Extract provided:
========================================================================

Here we estimate the training time and model complexity dependence on the bond dimension. Due to the intensive computational task the performance evalutaion is not included in this notebook (jupyter is not able to manage the full the dataset). The performance evaluation can be done running the scripts/run_bond_dim.sh script to train several models and using the evaluate.py script to evaluate the performance of the trained models.

In [8]:
#time callback

class timecallback(tf.keras.callbacks.History):
    def __init__(self):
        self.times  = []
        self.epochs = []
        # use this value as reference to calculate cummulative time taken
        self.timetaken = tf.timestamp()
    def on_epoch_end(self,epoch,logs = {}):
        time_epoch = tf.timestamp()
        self.times.append(time_epoch - self.timetaken)
        self.timetaken = time_epoch
        self.epochs.append(epoch)
    def on_train_end(self,logs = {}):
        self.times = [t.numpy() for t in self.times]
        
timeCall = timecallback()

In [20]:
bond_params = {}


#loop over bond dimension 5 to 100 with step of 5
#save results of each run to a specific dict
for i in range(1,21):
    model = Make_SingleNode_Model( input_shape=(x_train.shape[1:]),bond_dim=5*i, activation='elu', use_batch_norm=True , n_contr=2)
    model.compile(optimizer='adam',loss='binary_crossentropy',metrics=['accuracy'])

    temp_dict={}
    temp_dict['params'] = model.count_params()
    
    timeCall = timecallback()
    model.fit(x_train, y_train,validation_data=(x_val,y_val),
        epochs=10,  batch_size=5000, callbacks=[timeCall])
    temp_dict['mean_train_time'] = np.mean(np.array(timeCall.times))
    temp_dict['std_train_time'] = np.std(np.array(timeCall.times))
    start_time = time.time()
    model.predict(x_test)
    temp_dict['eval_time'] = time.time()-start_time
    bond_params['bd'+str(5*i)]= temp_dict
 

In [22]:
#save dictionary results
with open('../JsonFiles/Characterizations/bond_dim_behav.json', 'w') as jf:
    json.dump(bond_params, jf)

========================================================================

Information supplied:

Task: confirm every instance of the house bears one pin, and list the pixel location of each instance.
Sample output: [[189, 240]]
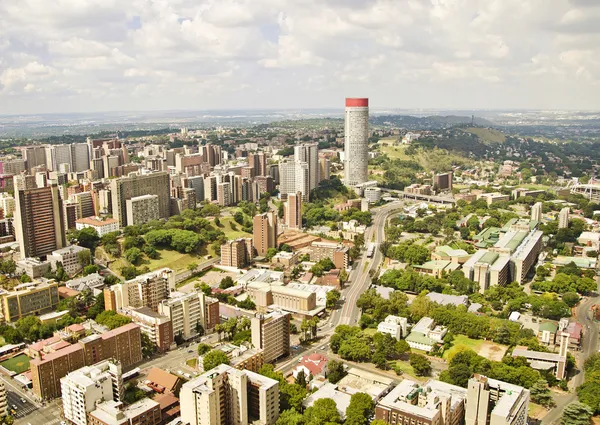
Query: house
[[312, 365]]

========================================================================

Directives:
1: Translate into Spanish this sentence from the bond-dimension notebook excerpt: "Here we estimate the training time and model complexity dependence on the bond dimension."
2: In one to three sentences, explain why the bond-dimension notebook excerpt leaves the performance evaluation out of the notebook, and say how that evaluation can be carried out instead.

Expected outputs:
1: Aquí estimamos la dependencia del tiempo de entrenamiento y de la complejidad del modelo respecto de la dimensión de enlace.

2: The evaluation is left out because the computation is too intensive: Jupyter cannot manage the full dataset. Instead, one can run the scripts/run_bond_dim.sh script to train several models, then use the evaluate.py script to evaluate the trained models' performance.